Study questions -
a: Reproduce the stretch from "Liverpool, then, the" through "being dragged rightwards." in the article on Merseyside politics.
b: Answer these questions using the article on Merseyside politics:
(i) How many Labour councillors did the Sefton enclave have three years ago?
(ii) In what year did Knowsley see anti-migrant hotel riots?
(iii) What does the word "Scally" in "Cosmic Scallies" refer to?

As with any founding myth, a kernel of truth lies within the layers of hyperbole and self-aggrandisement. But it is hard to square Liverpool’s self-referential and pre-supposed Leftism with some of the results from this week’s local elections in neighbouring boroughs within Liverpool City Region (the city of Liverpool proper doesn’t go to the polls until next May). In Halton, just a stone’s throw away from Liverpool John Lennon Airport and Halewood car factories that were once the sites of legendary strikes, Reform has just swept the board. To the north, Sefton council has swayed towards Nigel Farage’s barmy army, reducing Labour’s once-mammoth majority, with Reform taking five seats and missing out on many more by a whisker. Three years ago, this Merseyside enclave, the birthplace of Jamie Carragher, was home to 51 Labour councillors. Today, the streets that Carragher – a Labour donor – once played football in as a boy are represented by a Holocaust-denying Reform councillor. Then there’s Knowsley, which in 2023 experienced some of the first violent anti-migrant hotel riots in England. This week, the Labour seats that were up for grabs were decimated, with Independents and Reform benefiting from the Left’s collapse.

Liverpool, then, the quintessential “Red City”, currently stands within a soft, mushy doughnut of turquoise populism. Today’s results could well portend those of Liverpool City Council next May: Labour activists and councillors tell me that their once-solid wards in the north of the city are being dragged rightwards.

Merseyside’s political culture is clearly in a state of flux. And this is in no small part down to the emergence of a new, peculiarly Liverpudlian subculture: the Cosmic Scallies. “Scally” for their roots in Scouse working-class street culture, and “Cosmic” for their predilection for bizarre, New Age-coded, anti-systemic worldviews and lifestyles. These track-suited eccentrics don’t conform to the stereotype of the Leftist Scouser, backing Labour come what may. But they’re certainly not Tories either. Rather, the Cosmic Scallies are Liverpool’s own manifestation of the very online reactionary Right.

This is a broad church without a single, well-defined school of thought — a diffuse medley of influencers and their followers. But, generally speaking, the Cosmic Scally combines a devotion to deranged conspiracy theory, alternative medicine, gym culture, self-help, and men’s mental health discourse, with a side-helping of anti-migrant hostility and “common sense” anti-wokism. Some advocate for the use of psychedelics. Others swear by meditation. Still more are ex-addicts celebrating their sobriety on socials. And their rise, in the streets and online, is part of what’s driving a slow divorce between Liverpool and its Labour traditions.

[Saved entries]
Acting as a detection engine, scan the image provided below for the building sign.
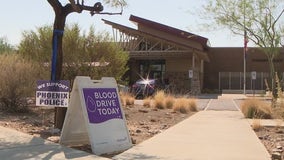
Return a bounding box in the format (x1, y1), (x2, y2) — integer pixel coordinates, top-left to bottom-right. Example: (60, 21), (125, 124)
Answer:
(36, 80), (70, 107)
(83, 88), (122, 123)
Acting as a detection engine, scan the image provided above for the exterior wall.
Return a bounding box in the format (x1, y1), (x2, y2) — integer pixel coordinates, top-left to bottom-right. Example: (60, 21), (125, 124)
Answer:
(203, 48), (284, 89)
(166, 58), (192, 92)
(129, 57), (202, 93)
(138, 25), (203, 50)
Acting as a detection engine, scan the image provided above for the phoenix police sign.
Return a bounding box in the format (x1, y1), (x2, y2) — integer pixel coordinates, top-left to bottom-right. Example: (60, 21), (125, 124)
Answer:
(36, 80), (70, 107)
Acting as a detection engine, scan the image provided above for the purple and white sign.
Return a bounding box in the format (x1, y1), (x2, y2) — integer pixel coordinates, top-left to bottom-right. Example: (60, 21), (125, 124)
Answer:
(36, 80), (70, 107)
(83, 88), (123, 123)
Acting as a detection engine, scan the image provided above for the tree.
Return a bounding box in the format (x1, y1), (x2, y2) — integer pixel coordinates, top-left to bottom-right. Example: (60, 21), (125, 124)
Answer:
(47, 0), (126, 129)
(201, 0), (284, 98)
(18, 24), (128, 81)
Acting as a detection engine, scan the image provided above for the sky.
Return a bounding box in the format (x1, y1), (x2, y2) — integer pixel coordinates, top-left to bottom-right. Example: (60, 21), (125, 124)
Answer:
(0, 0), (243, 47)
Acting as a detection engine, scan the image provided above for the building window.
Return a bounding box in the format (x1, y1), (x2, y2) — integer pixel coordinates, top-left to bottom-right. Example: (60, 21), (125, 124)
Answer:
(139, 60), (166, 79)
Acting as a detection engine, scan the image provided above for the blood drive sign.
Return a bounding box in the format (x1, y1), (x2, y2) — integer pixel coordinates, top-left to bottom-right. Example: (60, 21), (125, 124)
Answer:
(36, 80), (70, 107)
(83, 88), (123, 123)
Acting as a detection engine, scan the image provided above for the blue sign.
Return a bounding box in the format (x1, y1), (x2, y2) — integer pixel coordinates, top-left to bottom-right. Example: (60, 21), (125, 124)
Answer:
(36, 80), (70, 107)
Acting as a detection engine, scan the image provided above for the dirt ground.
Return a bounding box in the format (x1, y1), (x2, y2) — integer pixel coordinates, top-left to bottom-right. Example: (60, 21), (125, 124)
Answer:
(255, 127), (284, 160)
(0, 105), (194, 152)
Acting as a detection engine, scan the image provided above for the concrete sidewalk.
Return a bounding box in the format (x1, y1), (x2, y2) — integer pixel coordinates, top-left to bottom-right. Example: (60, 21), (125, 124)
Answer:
(0, 127), (107, 160)
(113, 110), (270, 160)
(0, 95), (270, 160)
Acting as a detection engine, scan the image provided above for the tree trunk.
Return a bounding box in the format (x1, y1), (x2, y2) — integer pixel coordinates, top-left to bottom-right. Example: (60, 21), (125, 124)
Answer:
(268, 58), (278, 100)
(52, 12), (67, 129)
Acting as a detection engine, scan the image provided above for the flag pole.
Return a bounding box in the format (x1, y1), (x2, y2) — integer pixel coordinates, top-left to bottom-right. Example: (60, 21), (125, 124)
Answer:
(243, 0), (247, 95)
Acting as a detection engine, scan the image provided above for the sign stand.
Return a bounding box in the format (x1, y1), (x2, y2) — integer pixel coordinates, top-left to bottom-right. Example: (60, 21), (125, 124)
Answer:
(60, 76), (132, 155)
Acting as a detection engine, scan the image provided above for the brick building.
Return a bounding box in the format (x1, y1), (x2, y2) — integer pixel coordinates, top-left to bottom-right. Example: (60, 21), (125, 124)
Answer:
(103, 15), (284, 93)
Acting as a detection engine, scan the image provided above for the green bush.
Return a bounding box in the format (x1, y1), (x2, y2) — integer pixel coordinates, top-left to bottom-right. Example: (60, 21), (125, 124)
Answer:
(0, 54), (48, 112)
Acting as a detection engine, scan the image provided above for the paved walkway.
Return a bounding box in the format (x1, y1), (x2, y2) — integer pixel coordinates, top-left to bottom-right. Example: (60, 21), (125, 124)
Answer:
(0, 96), (270, 160)
(113, 96), (270, 160)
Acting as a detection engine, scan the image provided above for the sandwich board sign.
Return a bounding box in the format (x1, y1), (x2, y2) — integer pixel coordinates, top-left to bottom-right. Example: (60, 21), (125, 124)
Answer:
(36, 80), (70, 107)
(60, 76), (132, 155)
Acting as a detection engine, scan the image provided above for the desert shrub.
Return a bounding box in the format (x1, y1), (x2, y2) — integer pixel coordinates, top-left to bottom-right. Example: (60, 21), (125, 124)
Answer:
(173, 97), (197, 113)
(173, 98), (189, 113)
(251, 119), (262, 131)
(120, 92), (135, 106)
(165, 95), (175, 109)
(143, 97), (151, 108)
(154, 91), (166, 109)
(0, 54), (47, 112)
(241, 99), (272, 119)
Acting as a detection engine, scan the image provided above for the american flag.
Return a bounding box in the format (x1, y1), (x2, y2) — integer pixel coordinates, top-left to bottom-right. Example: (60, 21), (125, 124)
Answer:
(244, 30), (248, 53)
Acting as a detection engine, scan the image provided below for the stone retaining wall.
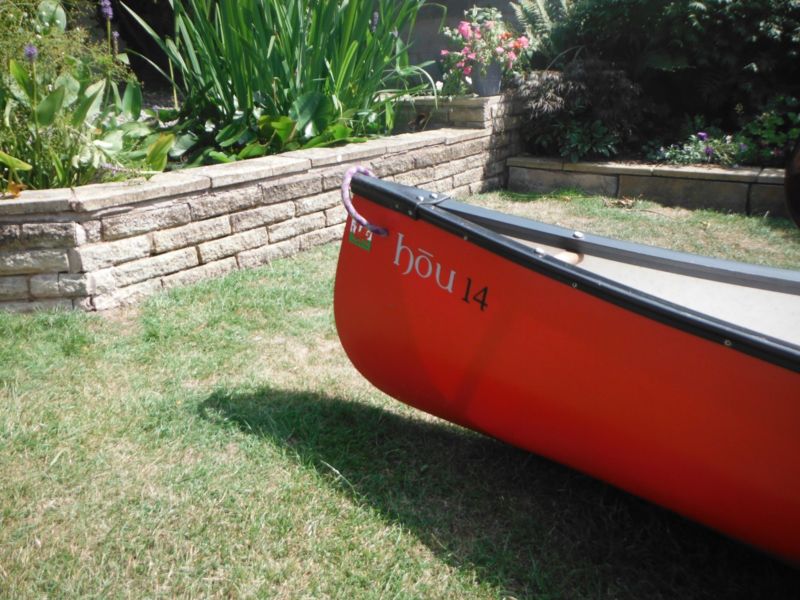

Activity answers -
a:
Liverpool, then, the quintessential “Red City”, currently stands within a soft, mushy doughnut of turquoise populism. Today’s results could well portend those of Liverpool City Council next May: Labour activists and councillors tell me that their once-solid wards in the north of the city are being dragged rightwards.

b:
(i) 51
(ii) 2023
(iii) Their roots in Scouse working-class street culture